# Work instructions
Restate every record exactly, with nothing skipped.

(Beginning of Record extracts)

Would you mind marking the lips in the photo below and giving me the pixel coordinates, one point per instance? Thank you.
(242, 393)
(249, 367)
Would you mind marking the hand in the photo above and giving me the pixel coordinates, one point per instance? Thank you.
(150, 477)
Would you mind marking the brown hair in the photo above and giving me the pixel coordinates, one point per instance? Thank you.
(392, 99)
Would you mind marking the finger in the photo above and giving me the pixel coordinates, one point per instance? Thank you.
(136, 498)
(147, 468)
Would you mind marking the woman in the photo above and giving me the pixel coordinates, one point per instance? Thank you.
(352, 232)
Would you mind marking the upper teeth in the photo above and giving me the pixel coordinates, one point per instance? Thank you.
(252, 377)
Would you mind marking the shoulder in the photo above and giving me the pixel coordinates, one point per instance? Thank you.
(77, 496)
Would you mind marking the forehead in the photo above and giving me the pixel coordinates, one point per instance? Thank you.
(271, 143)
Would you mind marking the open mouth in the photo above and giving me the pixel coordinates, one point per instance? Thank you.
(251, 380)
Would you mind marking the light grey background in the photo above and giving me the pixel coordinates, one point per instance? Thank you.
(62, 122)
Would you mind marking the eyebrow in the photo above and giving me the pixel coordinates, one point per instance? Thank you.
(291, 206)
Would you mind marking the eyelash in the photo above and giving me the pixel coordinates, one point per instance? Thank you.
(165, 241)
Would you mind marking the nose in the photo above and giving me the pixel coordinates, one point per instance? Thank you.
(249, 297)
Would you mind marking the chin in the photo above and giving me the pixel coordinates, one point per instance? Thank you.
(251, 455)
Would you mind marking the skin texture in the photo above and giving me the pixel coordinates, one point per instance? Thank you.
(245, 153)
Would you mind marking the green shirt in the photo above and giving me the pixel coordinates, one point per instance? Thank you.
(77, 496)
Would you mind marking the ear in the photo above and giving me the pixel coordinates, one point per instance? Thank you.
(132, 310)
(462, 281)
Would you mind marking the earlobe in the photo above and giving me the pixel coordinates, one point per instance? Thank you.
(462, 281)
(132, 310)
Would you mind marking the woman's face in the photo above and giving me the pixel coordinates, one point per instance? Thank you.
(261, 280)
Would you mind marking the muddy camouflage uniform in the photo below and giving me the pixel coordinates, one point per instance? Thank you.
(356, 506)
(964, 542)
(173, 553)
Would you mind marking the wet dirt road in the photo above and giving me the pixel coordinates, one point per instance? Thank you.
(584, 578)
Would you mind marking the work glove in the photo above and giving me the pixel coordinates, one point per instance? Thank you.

(End of Record extracts)

# Solution to this problem
Would you mind marking the lips in the photo below and giving me the pixel coordinates, one point per instance? Thank you.
(242, 393)
(249, 367)
Would you mind marking the hand in the photo above and giving me the pixel coordinates, one point per instance? Thank you.
(150, 477)
Would you mind marking the brown hair in the photo above and giving me the pixel coordinates, one point per instance? Thank you.
(392, 99)
Would you mind marking the finger in the photo above and giving me the pixel coordinates, one point per instance? Thank you.
(136, 498)
(147, 468)
Would you mind marking the woman in the photo above and giving me the pixel coordinates, one point per instance? Thank you.
(352, 232)
Would you mind marking the upper teeth in the photo above and giving me the pixel coordinates, one point per instance? Thank you.
(252, 377)
Would you mind marking the shoulder in the photo above and giving me the pixel coordinates, one point per instance? Thank you.
(77, 496)
Would you mind marking the forehead in the photo above and giving me the pixel coordinates, one point per instance? Thank you.
(271, 143)
Would you mind marking the open mouth in the photo above and giving me the pixel coordinates, one point per instance? Thank you.
(251, 380)
Would you mind marking the light grey background in the photo above and giving me the pixel coordinates, one point per instance? Thank you.
(62, 122)
Would you mind marking the eyebrow in the photo above and giving me the pixel coordinates, one point per instance? Thank you.
(291, 206)
Would you mind marking the eyelash in the photo above and giving me the pixel coordinates, one point per instance? Thank you.
(165, 241)
Would you mind marking the nose in the photo above and giving me the pixel coordinates, one point per instance? Thank you.
(249, 297)
Would you mind marking the chin in the photo above and giving me the pixel coordinates, one point per instance? Thank you.
(251, 455)
Would you mind marking the skin texture in the photo above and giving me the pixel coordinates, one point per instance? Thank you.
(245, 153)
Would you mind marking the green shirt in the photo above and giving me the pixel coordinates, one point per instance? Thank you.
(77, 496)
Would you mind marking the ear in the photo above and giving me the pixel coordinates, one point per instance? Thank you.
(132, 310)
(462, 281)
Would you mind marking the earlobe in the photo above and giving me the pixel coordinates, one point per instance? Thank you.
(462, 281)
(132, 310)
Would you mind marking the woman's face in the photo above and giving me the pixel coordinates, one point per instance? Thank you.
(261, 280)
Would you mind marking the muddy camouflage uniform in the photo below and giving me the pixel coordinates, one point per instance? Thank you.
(356, 506)
(964, 542)
(173, 553)
Would you mind marking the wet dirt road in the photo above and giving me the pixel coordinates, one point per instance? Thank you.
(584, 578)
Would you mind marking the work glove in the photo above and giving me the pixel coordinates, one point per instance? Thank you.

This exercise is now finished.